• **Required task 1**
Pick out and copy every line of the records below that contains the string "roof".
______
It sounds like a kids’ game today, but in Ancient Hawaii, when kapu (taboos) were the law of the land, it was a desperate race for survival. It was easy then to commit a capital crime. You might have wandered onto land reserved for only chiefs. You might have eaten forbidden fruit or meat. The penalty: Death. Your only hope was to elude your pursuers and make your way to the nearest pu`uhonua, or place of refuge. Once you got there, you would be absolved by a priest and freed to leave. Defeated warriors and non-combatants could also find refuge here during times of battle. The grounds just outside the Great Wall that encloses the puʻuhonua were home to several generations of powerful chiefs.
One such place today is among the ten top visitor attractions (#7) in Hawaii.
Puʻuhonua o Hōnaunau National Historical Park – known formerly as City of Refuge National Historical Park — is a National Historical Park on the west coast of the Big Island of Hawaii. It preserves the site where vacationers visit and still feel the spirit of peace and forgiveness that continues to surround and bless this special place.
The 420-acre park includes the puʻuhonua itself and a complex of archeological sites including temple platforms, royal fishponds, sledding tracks, and some coastal village sites. The Hale o Keawe temple and several thatched structures have been reconstructed.
______
• **Required task 2**
Edit the text above about Hawaii's place of refuge: give everything from "Puʻuhonua o Hōnaunau" down to "this special place." again, with "travelers" in place of "vacationers".

• **Material supplied**
______
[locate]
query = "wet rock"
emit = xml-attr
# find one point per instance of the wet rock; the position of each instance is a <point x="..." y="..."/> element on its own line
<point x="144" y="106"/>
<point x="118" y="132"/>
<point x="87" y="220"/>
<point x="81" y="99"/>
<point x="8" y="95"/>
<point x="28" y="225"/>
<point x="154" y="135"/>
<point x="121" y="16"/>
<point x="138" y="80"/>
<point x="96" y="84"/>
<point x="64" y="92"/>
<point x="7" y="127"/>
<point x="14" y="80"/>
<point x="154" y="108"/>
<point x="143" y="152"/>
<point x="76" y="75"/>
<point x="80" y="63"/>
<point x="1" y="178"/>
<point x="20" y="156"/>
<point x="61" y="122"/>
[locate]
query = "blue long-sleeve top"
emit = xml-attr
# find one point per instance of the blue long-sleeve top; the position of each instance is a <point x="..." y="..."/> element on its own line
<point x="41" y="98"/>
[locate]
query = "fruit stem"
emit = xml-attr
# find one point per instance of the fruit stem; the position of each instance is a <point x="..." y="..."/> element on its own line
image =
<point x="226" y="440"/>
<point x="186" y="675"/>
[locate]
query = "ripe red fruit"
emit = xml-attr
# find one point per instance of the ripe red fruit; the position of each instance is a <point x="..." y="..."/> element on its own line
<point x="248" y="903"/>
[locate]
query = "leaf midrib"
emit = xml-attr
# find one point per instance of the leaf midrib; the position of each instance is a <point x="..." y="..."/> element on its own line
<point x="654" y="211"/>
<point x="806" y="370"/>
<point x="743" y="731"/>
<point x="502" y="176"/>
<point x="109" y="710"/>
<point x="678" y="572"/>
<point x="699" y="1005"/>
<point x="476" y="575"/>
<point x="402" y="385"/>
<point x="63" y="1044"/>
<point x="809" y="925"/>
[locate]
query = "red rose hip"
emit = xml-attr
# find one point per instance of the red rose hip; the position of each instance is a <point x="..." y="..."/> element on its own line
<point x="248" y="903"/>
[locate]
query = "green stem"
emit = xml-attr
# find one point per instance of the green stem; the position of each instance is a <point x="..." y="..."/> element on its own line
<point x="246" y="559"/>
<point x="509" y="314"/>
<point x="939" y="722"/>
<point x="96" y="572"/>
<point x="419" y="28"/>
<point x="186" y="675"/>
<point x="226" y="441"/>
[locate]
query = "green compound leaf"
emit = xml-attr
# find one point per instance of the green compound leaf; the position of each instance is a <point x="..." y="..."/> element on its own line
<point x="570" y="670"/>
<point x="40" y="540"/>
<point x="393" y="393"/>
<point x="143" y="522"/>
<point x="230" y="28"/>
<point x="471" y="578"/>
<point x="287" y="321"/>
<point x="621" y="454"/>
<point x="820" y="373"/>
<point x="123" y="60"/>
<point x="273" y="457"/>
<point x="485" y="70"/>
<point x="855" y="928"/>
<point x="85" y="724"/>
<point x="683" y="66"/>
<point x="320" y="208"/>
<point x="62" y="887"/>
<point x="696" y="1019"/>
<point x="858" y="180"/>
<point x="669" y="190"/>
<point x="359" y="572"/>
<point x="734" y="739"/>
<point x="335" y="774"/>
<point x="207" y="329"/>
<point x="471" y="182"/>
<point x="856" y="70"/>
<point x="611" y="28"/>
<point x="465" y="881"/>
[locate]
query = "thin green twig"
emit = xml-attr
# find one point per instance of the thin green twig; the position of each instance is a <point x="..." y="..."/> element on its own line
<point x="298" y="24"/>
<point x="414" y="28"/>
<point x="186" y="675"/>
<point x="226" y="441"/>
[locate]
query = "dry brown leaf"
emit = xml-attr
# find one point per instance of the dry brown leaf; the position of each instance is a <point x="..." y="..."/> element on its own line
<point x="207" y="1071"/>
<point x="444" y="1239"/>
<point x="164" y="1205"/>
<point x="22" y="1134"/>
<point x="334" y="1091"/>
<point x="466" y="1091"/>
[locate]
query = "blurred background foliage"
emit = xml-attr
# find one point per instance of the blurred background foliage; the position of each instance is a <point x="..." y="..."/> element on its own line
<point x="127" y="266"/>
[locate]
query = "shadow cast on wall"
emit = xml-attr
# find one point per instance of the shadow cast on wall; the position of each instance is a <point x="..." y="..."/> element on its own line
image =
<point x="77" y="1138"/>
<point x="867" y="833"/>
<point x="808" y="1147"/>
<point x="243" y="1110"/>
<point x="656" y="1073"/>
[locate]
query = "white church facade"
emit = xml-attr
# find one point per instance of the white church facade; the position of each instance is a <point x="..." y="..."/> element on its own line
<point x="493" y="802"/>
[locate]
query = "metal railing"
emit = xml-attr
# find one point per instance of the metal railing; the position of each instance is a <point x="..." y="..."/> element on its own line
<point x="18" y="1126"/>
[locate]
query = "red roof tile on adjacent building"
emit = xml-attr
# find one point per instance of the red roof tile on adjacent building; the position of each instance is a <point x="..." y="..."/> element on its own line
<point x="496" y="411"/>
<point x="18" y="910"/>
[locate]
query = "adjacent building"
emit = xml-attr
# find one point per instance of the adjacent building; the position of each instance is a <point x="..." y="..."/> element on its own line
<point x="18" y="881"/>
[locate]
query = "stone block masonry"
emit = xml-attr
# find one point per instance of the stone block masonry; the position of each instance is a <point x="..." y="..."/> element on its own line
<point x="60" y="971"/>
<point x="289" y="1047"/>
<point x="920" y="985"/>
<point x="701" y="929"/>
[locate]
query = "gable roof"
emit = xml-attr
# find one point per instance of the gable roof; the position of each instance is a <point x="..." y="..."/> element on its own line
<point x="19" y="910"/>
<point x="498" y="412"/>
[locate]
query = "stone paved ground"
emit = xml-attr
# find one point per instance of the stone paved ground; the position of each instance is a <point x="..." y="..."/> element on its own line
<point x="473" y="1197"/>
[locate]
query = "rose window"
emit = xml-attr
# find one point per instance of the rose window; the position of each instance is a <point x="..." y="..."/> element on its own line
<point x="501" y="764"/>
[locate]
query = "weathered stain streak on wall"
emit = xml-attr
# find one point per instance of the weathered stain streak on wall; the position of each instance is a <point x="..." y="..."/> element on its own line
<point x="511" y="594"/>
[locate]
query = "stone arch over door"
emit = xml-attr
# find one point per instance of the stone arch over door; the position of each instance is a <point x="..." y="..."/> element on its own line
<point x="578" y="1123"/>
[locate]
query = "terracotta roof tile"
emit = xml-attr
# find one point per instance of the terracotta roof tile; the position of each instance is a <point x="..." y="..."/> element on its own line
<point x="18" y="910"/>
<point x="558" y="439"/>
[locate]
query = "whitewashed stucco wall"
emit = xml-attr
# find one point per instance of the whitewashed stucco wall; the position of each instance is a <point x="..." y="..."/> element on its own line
______
• **Result 1**
query = "red roof tile on adjacent building"
# find one point per instance of the red roof tile on adjacent building; the position of each instance is a <point x="..." y="..."/> element on its own line
query = "gable roof"
# find one point per instance of the gable roof; the position of each instance is a <point x="..." y="..."/> element on its own line
query = "terracotta roof tile"
# find one point per instance of the terracotta roof tile; the position of each instance is a <point x="..." y="..."/> element on its own line

• **Result 2**
Puʻuhonua o Hōnaunau National Historical Park – known formerly as City of Refuge National Historical Park — is a National Historical Park on the west coast of the Big Island of Hawaii. It preserves the site where travelers visit and still feel the spirit of peace and forgiveness that continues to surround and bless this special place.